■ Task directions: Only the lines from the top of the data through the one with "Objective — one marker per instance of the blue sky" are to be written out, each exactly as it stands.

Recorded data
=== Section Start ===

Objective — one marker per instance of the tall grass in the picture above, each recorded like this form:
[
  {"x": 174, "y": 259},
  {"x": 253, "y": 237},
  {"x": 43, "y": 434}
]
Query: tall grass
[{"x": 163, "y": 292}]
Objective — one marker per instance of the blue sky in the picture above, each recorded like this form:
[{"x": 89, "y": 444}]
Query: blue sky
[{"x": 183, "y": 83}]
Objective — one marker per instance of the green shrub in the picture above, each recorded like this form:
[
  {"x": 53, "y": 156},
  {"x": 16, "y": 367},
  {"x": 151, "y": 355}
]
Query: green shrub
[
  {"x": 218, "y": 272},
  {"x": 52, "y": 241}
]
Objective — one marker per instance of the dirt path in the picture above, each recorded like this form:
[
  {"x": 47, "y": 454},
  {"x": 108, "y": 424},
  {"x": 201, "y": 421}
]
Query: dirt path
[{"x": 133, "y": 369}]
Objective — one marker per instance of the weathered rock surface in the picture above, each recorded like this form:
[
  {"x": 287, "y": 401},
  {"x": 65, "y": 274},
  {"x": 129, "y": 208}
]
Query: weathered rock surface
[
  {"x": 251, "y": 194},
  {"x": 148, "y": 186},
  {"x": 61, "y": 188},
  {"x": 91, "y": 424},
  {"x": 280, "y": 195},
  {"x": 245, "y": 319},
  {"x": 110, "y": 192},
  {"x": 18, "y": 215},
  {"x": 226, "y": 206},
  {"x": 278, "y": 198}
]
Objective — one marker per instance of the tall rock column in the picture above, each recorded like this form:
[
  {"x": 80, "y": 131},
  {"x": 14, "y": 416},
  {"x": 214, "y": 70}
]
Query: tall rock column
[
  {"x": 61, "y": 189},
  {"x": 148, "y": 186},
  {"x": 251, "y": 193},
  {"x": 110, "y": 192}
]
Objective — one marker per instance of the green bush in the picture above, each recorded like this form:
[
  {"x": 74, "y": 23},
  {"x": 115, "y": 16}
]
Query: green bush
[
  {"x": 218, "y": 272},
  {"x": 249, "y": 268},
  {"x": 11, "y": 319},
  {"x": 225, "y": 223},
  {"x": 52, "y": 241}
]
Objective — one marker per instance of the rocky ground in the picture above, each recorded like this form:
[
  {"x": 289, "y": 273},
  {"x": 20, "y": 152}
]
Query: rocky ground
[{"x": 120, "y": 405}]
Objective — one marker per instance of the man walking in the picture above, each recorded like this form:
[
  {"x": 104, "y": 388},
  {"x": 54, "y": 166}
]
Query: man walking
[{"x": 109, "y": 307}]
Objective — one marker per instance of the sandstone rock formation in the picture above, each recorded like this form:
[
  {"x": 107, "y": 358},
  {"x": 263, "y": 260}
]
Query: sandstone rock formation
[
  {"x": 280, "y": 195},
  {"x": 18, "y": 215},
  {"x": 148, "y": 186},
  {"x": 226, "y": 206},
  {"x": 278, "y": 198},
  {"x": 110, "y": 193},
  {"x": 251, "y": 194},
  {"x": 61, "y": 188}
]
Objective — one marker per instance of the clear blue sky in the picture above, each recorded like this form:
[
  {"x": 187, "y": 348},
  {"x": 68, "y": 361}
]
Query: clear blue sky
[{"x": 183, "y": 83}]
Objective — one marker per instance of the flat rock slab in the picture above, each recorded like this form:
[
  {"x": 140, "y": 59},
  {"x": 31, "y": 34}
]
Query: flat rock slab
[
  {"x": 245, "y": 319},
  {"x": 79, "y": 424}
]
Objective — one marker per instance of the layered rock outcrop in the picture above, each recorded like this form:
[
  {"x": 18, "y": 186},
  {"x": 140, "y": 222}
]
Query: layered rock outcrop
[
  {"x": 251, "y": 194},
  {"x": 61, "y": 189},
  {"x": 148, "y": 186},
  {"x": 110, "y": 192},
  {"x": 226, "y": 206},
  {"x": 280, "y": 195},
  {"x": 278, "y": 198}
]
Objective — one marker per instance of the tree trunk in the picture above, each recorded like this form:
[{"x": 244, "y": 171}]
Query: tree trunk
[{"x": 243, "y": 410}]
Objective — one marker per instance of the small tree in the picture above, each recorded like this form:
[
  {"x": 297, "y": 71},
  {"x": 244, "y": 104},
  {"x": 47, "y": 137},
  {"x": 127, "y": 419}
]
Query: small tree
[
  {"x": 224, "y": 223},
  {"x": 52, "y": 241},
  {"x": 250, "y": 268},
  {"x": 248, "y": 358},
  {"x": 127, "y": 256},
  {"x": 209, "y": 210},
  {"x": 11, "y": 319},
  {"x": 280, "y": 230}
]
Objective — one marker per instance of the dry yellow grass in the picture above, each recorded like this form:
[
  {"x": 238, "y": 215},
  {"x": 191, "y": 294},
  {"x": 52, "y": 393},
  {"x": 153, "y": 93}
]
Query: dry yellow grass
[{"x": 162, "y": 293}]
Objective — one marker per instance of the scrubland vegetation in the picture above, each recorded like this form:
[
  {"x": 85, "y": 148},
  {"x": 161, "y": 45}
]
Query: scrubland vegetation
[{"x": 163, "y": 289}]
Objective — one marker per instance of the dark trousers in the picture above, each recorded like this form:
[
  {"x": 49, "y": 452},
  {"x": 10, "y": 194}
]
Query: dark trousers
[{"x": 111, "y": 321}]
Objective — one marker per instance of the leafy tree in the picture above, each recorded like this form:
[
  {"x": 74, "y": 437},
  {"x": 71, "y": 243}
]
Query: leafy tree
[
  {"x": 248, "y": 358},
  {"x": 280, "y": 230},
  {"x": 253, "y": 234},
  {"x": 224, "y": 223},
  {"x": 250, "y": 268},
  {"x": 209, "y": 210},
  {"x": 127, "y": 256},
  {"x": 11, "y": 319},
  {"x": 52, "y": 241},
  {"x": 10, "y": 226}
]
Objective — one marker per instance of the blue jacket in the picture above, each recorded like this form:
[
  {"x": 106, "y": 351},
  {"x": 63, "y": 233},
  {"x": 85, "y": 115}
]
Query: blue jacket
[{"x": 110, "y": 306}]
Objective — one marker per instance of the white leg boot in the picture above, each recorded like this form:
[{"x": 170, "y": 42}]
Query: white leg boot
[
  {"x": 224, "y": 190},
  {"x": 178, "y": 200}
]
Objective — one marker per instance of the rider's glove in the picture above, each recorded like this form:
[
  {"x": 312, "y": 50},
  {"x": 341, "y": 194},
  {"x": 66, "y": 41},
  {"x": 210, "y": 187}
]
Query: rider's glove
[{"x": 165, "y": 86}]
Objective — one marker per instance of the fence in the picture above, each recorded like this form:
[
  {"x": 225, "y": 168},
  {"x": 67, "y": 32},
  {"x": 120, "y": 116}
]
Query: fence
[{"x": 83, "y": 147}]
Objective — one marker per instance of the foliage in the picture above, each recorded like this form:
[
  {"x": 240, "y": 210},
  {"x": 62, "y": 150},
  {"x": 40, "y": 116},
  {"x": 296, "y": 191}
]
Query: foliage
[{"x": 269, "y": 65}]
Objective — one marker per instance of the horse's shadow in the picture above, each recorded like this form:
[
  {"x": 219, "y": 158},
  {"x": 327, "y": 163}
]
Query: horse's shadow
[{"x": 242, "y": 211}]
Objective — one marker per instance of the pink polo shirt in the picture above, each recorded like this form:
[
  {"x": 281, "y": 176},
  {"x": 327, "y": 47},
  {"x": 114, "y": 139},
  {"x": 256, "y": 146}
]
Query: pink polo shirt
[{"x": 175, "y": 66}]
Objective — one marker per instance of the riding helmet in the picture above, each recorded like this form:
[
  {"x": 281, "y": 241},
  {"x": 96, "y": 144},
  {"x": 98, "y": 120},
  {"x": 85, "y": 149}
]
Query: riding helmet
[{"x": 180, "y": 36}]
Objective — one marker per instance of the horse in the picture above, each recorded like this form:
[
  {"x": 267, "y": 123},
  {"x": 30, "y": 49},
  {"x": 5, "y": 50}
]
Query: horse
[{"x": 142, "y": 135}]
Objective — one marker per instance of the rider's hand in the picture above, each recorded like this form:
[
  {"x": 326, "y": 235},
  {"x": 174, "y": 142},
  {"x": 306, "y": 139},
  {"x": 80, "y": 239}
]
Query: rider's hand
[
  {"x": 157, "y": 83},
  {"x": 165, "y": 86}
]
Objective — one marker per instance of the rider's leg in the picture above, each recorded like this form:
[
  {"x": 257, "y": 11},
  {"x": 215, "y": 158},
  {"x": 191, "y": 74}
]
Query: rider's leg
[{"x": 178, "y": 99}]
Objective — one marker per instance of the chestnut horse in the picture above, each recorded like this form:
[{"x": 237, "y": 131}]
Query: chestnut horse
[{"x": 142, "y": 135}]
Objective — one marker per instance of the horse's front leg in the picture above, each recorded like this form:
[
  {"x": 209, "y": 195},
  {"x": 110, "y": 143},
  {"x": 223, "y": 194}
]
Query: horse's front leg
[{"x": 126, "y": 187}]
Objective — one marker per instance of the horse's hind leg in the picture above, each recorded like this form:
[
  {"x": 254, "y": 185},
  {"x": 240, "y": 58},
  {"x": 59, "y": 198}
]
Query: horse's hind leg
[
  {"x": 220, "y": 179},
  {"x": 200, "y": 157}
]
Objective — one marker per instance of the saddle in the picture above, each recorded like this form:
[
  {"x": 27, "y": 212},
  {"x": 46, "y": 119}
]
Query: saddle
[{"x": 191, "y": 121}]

=== Section End ===

■ Output of the exercise:
Objective — one marker per instance of the tall grass in the picture above, each recorded like this form:
[
  {"x": 174, "y": 259},
  {"x": 253, "y": 237},
  {"x": 43, "y": 434}
]
Query: tall grass
[{"x": 163, "y": 292}]
Objective — one marker per instance of the blue sky in the picture above, each recorded like this form:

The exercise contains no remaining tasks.